**Quellenauszug**
++++++++++

Auf Bildpostkarten wurden oft besondere Ereignisse festgehalten. Manche Karten wurden gezielt von politischen Akteur*innen oder anderen Veranstalter*innen in Auftrag gegeben. Wichtige Ereignisse zogen aber auch Fotograf*innen an, die in Eigenregie Aufnahmen machten und diese zum Verkauf anboten.
Die Produktion, das Gewerbe, der Handel und der Verkehr entwickelten sich in der modernen Industriegesellschaft im Kaiserreich rasant. In der zweiten Hälfte des 19. Jahrhunderts gab es große Fortschritte in der Foto- und Drucktechnik. Leistungsfähige Drucktechnologien ermöglichten hohe Auflagen in kurzer Zeit und eine beschleunigte massenhafte Produktion von Bildpostkarten.
Je nach Motiv gab es verschiedene Druckverfahren. Da Bildpostkarten kommerzielle Produkte waren, wurden populäre Motive in hoher Auflage und aufwändigeren Verfahren gedruckt. Trotz allen Fortschritts variierte die Produktion jedoch, je nach verfügbarer Technik und den finanziellen Ressourcen der Produzent*innen. Deutschland war ein Zentrum der Bildpostkartenproduktion um 1900. Jährlich wurden 10 Millionen Karten produziert und sowohl im In- als auch im Ausland verkauft.
Zu der Zeit bestand die Produktion einer Bildpostkarte aus drei Schritten: der Anfertigung einer Fotografie als Negativ, der gestalterisch-redaktionellen Aufarbeitung des Negativs und der technischen Vervielfältigung des Abzugs.
Mit der richtigen Ausstattung konnte innerhalb von 24 Stunden aus einem Motiv eine gebrauchsfertige Bildpostkarte werden. Mit der Produktionsgeschwindigkeit entstanden auch Karten mit weniger sorgfältig ausgewählten Bildmotiven.
Um 1900 war der Verkauf von Postkarten im öffentlichen Raum weit verbreitet. Er war nicht durch Gewerbeauflagen geregelt, sodass jede*r Karten verkaufen konnte. In der Sammlung Peter Plewka gibt es einige Bildpostkarten, die Schriftzüge und Auslagen in Schaufenstern zeigen.
Mehrbildpostkarten waren aufwändig in der Produktion, v.a. wenn sie mit Ornamenten und Grußformeln versehen wurden. Auch nachträgliche Kolorierungen von Fotografien erhöhten den Aufwand. Im Gegensatz dazu waren Lichtdrucke mit Schwarz-Weiß-Motiven einfacher herzustellen; ihre Bildunterschriften und sonstigen Angaben wurden lediglich aufgestempelt.
Die sich durch die Industrialisierung rasant entwickelnden Transportmöglichkeiten erlaubten eine schnelle Zustellung der Post. Oft dauerte die Auslieferung nur einen Tag. In Städten wie Berlin wurde die Post um 1900 acht- bis elfmal täglich ausgetragen. Die Zustellung vom Land in die Stadt oder umgekehrt dauerte ein bis drei Tage.

++++++++++

**Datenauszug**
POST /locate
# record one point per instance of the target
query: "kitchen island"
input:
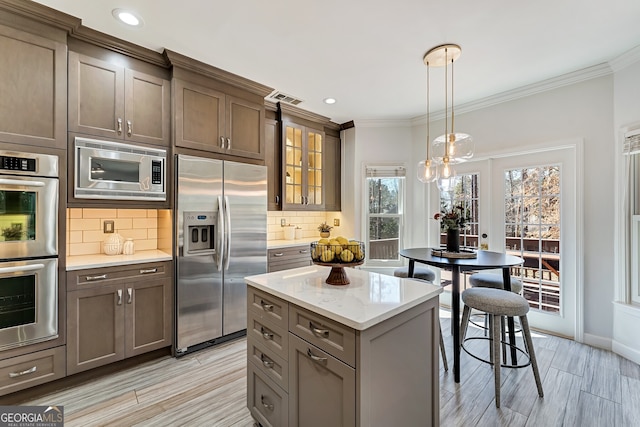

++++++++++

**Aufgabe 1**
Wiederhole wörtlich den Abschnitt aus dem Text über Bildpostkarten, der mit „Je nach Motiv“ beginnt und mit „im Ausland verkauft.“ endet.
**Aufgabe 2**
Wie oft wurde die Post um 1900 laut dem Text über Bildpostkarten in Städten wie Berlin täglich ausgetragen?

**Vollständige Antwort 1**
Je nach Motiv gab es verschiedene Druckverfahren. Da Bildpostkarten kommerzielle Produkte waren, wurden populäre Motive in hoher Auflage und aufwändigeren Verfahren gedruckt. Trotz allen Fortschritts variierte die Produktion jedoch, je nach verfügbarer Technik und den finanziellen Ressourcen der Produzent*innen. Deutschland war ein Zentrum der Bildpostkartenproduktion um 1900. Jährlich wurden 10 Millionen Karten produziert und sowohl im In- als auch im Ausland verkauft.

**Vollständige Antwort 2**
Acht- bis elfmal täglich.